_Exercise prompt_
Transcribe exactly, leaving out pictures, the lines from the one that holds "like x=822, y=583." through the end of the data below, including both end lines and no others.
☆ ☆ ☆ ☆ ☆ ☆ ☆
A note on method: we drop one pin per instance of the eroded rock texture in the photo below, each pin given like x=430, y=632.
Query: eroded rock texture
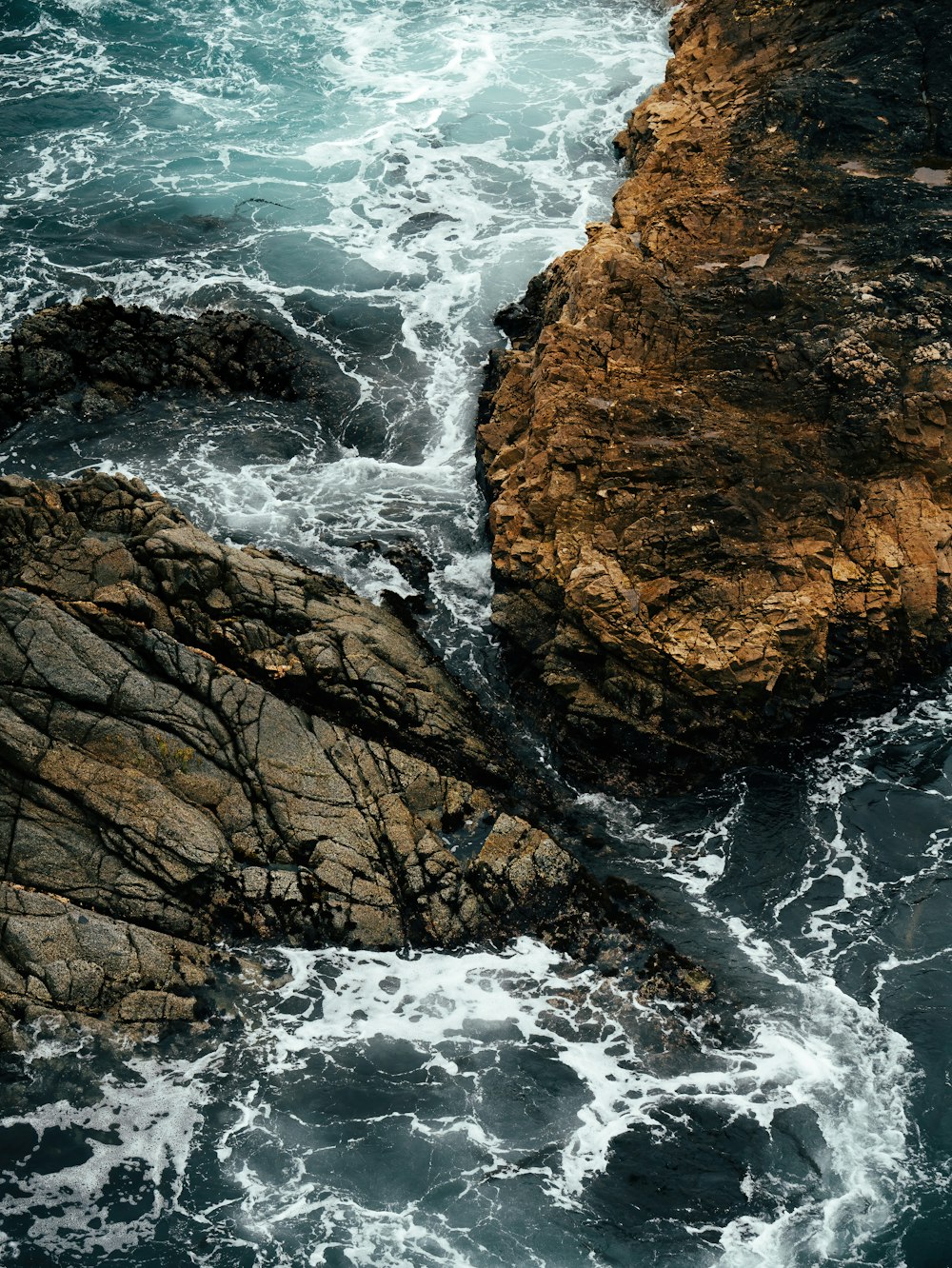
x=718, y=451
x=202, y=743
x=98, y=356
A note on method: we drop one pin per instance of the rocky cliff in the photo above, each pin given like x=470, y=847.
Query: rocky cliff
x=203, y=744
x=718, y=450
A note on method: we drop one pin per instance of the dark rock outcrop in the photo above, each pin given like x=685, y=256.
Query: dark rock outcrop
x=99, y=356
x=718, y=453
x=202, y=743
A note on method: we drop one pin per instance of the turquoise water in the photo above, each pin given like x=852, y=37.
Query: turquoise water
x=378, y=176
x=381, y=178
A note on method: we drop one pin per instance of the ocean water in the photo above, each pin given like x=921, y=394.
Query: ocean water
x=381, y=178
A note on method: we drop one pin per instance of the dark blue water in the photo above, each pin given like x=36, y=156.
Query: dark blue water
x=381, y=176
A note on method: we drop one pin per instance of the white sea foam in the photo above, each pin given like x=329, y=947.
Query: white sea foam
x=413, y=168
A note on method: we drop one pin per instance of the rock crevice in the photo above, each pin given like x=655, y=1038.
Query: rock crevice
x=716, y=451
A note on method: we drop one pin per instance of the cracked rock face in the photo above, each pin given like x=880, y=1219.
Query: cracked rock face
x=201, y=743
x=718, y=451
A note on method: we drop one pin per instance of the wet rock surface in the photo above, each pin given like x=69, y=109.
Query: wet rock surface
x=98, y=356
x=201, y=743
x=718, y=450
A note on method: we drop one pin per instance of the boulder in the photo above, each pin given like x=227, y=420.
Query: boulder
x=205, y=744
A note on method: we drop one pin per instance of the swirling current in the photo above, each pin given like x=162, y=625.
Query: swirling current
x=381, y=176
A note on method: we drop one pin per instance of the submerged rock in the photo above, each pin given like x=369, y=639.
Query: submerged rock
x=99, y=356
x=718, y=450
x=201, y=743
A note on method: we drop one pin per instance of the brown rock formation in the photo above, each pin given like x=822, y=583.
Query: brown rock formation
x=202, y=743
x=718, y=453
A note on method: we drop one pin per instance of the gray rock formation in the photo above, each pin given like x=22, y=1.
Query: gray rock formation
x=202, y=743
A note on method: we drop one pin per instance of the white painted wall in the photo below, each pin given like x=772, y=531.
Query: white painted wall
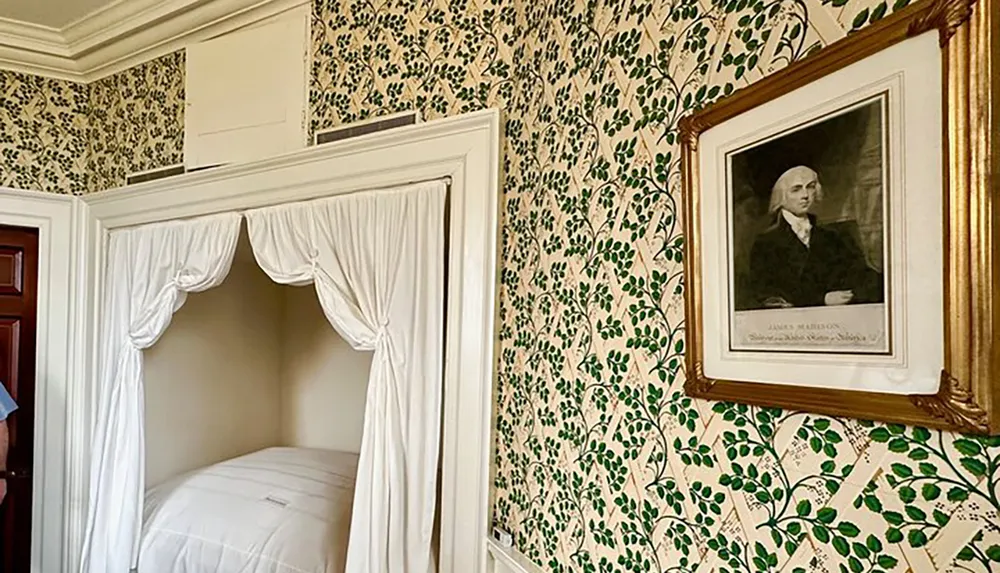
☆ ☆ ☆ ☆ ☆ ☆ ☆
_Response for this exercise_
A note on method: we drop one pin per instance of the brown rock formation in the photo above, each pin given like x=822, y=583.
Query: brown rock formation
x=202, y=743
x=718, y=453
A note on method: we drop one pin per instance of the gray rock formation in the photo above, each pin given like x=22, y=1.
Query: gray rock formation
x=202, y=743
A note on method: we drop one pin per instance of the white painted wall in the photo below, each pin given like x=772, y=531.
Query: white painted wall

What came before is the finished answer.